Data for analysis =
++++
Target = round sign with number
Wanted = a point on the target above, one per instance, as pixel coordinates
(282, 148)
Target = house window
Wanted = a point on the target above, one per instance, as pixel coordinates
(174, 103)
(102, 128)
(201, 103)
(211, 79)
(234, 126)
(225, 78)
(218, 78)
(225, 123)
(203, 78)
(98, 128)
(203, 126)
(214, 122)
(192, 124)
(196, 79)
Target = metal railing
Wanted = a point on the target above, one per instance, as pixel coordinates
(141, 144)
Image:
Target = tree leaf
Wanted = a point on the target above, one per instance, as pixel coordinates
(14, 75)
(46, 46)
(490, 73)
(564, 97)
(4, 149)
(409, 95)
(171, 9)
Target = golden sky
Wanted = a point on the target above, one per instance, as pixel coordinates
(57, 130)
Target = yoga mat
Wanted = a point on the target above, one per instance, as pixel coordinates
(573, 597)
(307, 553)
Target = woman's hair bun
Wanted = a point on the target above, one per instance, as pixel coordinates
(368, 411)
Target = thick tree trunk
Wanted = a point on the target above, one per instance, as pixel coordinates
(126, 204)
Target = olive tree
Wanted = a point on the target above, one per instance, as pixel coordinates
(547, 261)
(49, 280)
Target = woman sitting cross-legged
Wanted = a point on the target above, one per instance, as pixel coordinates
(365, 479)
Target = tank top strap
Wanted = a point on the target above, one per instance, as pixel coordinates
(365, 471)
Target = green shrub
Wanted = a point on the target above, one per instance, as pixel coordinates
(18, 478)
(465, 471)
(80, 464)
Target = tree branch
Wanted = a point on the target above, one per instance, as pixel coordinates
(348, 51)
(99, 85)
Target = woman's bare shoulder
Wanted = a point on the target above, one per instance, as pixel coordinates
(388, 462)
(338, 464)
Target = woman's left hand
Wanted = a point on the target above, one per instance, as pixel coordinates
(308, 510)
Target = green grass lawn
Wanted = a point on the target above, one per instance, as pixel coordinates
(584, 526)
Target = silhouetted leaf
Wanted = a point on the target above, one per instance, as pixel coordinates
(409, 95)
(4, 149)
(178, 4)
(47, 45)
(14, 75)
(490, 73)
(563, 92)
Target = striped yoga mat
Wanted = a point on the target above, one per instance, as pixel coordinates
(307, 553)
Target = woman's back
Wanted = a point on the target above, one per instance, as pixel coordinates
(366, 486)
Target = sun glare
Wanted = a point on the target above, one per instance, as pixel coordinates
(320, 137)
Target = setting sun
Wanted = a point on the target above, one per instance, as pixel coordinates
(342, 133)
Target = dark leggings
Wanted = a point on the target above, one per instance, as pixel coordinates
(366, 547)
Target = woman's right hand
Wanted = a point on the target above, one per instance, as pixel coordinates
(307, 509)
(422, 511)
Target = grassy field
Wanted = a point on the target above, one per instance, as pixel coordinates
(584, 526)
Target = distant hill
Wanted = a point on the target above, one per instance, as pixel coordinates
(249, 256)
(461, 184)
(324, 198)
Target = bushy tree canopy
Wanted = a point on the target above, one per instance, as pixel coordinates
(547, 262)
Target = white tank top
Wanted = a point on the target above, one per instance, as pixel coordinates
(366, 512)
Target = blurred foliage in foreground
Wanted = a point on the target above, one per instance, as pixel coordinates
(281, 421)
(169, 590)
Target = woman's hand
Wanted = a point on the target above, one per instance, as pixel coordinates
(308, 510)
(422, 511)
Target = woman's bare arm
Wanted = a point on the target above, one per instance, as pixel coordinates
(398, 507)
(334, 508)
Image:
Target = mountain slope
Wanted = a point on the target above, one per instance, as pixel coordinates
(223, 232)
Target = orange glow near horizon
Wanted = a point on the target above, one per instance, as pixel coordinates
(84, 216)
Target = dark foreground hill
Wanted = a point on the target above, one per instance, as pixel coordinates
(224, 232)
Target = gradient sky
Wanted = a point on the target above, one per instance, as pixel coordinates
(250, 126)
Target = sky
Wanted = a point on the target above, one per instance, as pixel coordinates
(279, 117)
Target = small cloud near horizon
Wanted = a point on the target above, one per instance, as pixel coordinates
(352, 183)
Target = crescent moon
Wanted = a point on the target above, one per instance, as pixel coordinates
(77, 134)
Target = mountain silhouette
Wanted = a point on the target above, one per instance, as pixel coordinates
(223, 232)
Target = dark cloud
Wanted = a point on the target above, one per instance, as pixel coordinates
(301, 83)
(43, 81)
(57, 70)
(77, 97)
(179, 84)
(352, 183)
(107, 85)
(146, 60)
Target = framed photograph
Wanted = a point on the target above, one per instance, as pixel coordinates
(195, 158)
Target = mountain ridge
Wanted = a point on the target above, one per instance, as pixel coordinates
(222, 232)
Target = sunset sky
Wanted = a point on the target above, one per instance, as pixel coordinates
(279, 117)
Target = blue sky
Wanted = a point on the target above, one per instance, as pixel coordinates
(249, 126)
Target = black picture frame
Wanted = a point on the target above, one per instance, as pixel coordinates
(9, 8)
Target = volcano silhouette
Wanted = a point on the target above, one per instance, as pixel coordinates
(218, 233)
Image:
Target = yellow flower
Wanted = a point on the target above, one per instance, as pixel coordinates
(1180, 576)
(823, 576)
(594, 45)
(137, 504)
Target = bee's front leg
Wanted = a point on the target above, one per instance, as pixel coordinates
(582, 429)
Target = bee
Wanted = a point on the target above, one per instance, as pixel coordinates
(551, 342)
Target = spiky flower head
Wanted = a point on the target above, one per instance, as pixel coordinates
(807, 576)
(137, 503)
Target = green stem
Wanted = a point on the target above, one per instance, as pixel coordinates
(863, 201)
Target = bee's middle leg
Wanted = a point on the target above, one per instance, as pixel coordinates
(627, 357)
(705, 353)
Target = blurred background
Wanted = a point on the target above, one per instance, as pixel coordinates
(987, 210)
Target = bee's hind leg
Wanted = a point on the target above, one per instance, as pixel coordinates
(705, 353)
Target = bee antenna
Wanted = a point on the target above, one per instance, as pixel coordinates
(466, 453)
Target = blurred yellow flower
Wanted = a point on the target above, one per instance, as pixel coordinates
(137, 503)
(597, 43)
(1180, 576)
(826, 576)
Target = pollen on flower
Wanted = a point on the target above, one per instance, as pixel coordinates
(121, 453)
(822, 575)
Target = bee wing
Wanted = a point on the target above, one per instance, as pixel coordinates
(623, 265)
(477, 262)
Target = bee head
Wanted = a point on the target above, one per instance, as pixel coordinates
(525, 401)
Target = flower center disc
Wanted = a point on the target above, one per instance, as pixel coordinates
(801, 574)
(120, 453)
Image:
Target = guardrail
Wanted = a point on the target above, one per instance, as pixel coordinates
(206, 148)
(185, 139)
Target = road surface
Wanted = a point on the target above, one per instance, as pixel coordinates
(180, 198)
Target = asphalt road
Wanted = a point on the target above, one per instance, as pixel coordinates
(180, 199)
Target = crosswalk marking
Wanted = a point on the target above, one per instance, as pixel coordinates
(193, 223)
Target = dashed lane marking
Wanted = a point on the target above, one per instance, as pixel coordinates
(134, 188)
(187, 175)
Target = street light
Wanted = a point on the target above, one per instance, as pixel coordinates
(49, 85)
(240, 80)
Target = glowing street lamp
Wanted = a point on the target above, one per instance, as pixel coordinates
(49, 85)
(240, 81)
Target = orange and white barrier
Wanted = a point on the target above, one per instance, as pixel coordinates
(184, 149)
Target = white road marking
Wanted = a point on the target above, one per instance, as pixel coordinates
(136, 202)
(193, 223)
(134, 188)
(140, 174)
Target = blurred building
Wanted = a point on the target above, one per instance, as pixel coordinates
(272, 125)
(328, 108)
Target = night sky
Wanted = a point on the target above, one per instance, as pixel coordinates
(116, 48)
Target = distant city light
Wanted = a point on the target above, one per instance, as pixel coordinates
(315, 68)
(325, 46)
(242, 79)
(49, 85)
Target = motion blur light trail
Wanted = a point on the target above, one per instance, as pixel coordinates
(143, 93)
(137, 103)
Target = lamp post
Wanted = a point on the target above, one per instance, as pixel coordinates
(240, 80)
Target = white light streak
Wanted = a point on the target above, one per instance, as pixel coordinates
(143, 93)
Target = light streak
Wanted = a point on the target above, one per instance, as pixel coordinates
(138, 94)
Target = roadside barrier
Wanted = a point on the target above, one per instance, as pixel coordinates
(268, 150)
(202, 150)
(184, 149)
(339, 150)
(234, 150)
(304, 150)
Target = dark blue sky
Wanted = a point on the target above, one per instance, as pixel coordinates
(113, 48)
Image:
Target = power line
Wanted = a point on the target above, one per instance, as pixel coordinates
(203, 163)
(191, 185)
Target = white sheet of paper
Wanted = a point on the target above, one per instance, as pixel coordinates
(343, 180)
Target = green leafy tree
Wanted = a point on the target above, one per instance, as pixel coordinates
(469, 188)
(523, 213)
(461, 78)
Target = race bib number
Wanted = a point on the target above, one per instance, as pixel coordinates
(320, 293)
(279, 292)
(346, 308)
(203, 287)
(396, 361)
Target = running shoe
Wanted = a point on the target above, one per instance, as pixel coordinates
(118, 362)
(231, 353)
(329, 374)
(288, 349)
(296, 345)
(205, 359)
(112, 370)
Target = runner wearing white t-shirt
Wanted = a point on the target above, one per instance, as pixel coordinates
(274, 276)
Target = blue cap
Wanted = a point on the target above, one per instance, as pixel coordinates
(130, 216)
++++
Problem to work on = From the line containing "Target = running shoe" down to the end of the listing above, return each line exactly as it appears and nothing more.

Expected answer =
Target = running shoe
Wanted = a point on the target above, one per instance, as pixel coordinates
(118, 362)
(231, 353)
(329, 374)
(288, 349)
(296, 345)
(205, 359)
(112, 370)
Target = runner wearing white t-shirt
Wanted = a point on the target above, one per instance, as pixel coordinates
(274, 276)
Target = blue cap
Wanted = a point on the target above, one per instance, as pixel coordinates
(130, 216)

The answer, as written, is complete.